▸ EXCERPTED RECORDS
........
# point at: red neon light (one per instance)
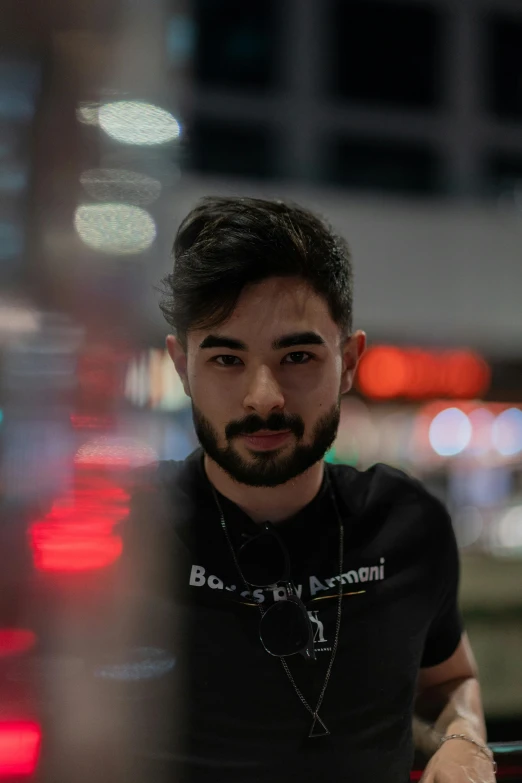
(15, 641)
(78, 532)
(19, 748)
(386, 372)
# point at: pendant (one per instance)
(318, 732)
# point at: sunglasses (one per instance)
(285, 628)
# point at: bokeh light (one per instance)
(134, 122)
(115, 228)
(116, 451)
(19, 748)
(450, 432)
(88, 113)
(507, 432)
(111, 185)
(387, 372)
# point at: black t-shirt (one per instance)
(225, 710)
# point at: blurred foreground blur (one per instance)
(401, 122)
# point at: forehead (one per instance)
(277, 306)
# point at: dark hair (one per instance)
(226, 244)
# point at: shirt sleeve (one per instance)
(446, 627)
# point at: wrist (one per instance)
(479, 746)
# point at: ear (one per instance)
(178, 355)
(354, 348)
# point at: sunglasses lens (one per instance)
(284, 628)
(262, 561)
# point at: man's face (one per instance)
(266, 384)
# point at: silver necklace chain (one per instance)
(313, 713)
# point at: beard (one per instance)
(268, 468)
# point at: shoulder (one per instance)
(386, 491)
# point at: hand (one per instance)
(458, 761)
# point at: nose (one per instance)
(263, 394)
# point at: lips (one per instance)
(266, 440)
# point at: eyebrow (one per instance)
(287, 341)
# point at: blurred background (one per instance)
(399, 120)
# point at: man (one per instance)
(316, 604)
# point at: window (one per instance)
(235, 43)
(238, 150)
(504, 66)
(384, 165)
(386, 54)
(503, 175)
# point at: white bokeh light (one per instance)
(509, 532)
(507, 432)
(133, 122)
(450, 432)
(88, 113)
(115, 228)
(123, 185)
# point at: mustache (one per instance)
(276, 422)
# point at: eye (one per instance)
(298, 357)
(226, 360)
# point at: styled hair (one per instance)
(227, 244)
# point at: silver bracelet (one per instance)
(483, 748)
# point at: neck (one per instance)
(268, 504)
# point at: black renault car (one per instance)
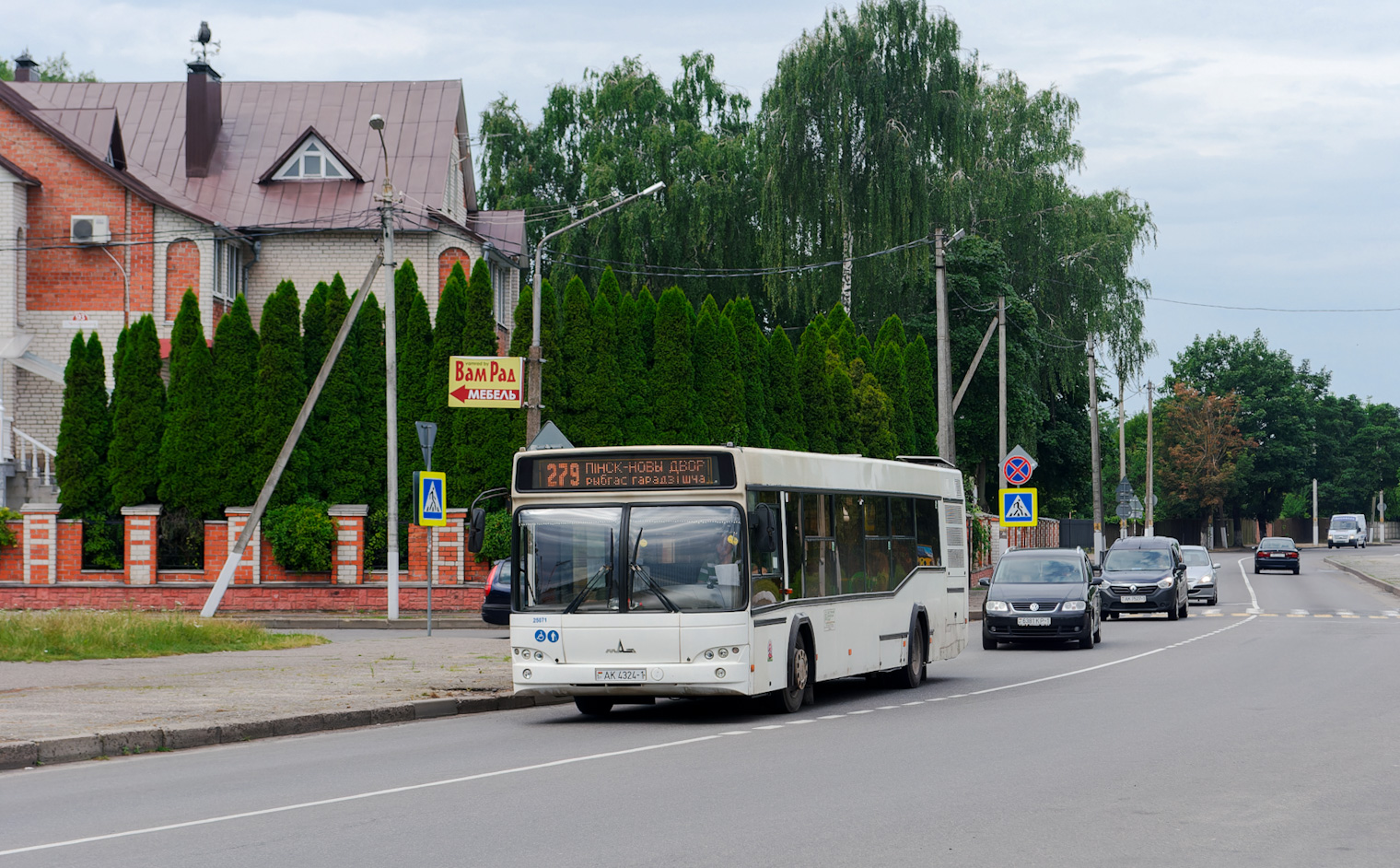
(1041, 593)
(1144, 574)
(496, 608)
........
▸ AIM
Return the listing above unchanged, apart from dropping its pictures.

▸ TASK OUTPUT
# point at: red neon light (one per instance)
(15, 641)
(78, 532)
(19, 748)
(386, 372)
# point at: pendant (one per instance)
(318, 732)
# point at: sunglasses (one per instance)
(285, 628)
# point at: bokeh light (one per instance)
(134, 122)
(115, 228)
(116, 451)
(19, 748)
(450, 432)
(88, 113)
(507, 432)
(111, 185)
(387, 372)
# point at: black t-shirt (one per instance)
(225, 710)
# point at: blurred foreground blur (one per instance)
(401, 122)
# point at: forehead (one per instance)
(277, 306)
# point at: dark hair (one per instance)
(226, 244)
# point at: shirt sleeve (one per instance)
(446, 627)
# point at: wrist (one per instance)
(479, 746)
# point at: ear (one per instance)
(178, 355)
(354, 348)
# point at: sunglasses lens (one per instance)
(284, 628)
(262, 561)
# point at: man's face (one per instance)
(266, 384)
# point at: silver necklace chain (one per instance)
(313, 713)
# point at: beard (one per instance)
(268, 468)
# point at: shoulder (one per instance)
(386, 491)
# point at: hand (one per instance)
(458, 761)
# point at: nose (one per instance)
(263, 394)
# point at: lips (one per instance)
(266, 440)
# point at: eyebrow (one per instance)
(287, 341)
# point at: blurred background (one per instance)
(399, 120)
# point at: man (one per instance)
(316, 604)
# point at: window (one per instance)
(235, 43)
(238, 150)
(504, 66)
(384, 165)
(386, 54)
(503, 175)
# point at: white bokeh light (one per instance)
(509, 532)
(507, 432)
(133, 122)
(450, 432)
(88, 113)
(115, 228)
(123, 185)
# point at: mustache (one per instance)
(276, 422)
# point at: eye (one per instance)
(298, 357)
(226, 360)
# point at: styled hair (one per instance)
(227, 244)
# point at: silver bracelet (one per instance)
(483, 748)
# point at: neck (one per instance)
(268, 504)
# point at: black renault car (one per instance)
(1041, 593)
(1144, 574)
(496, 608)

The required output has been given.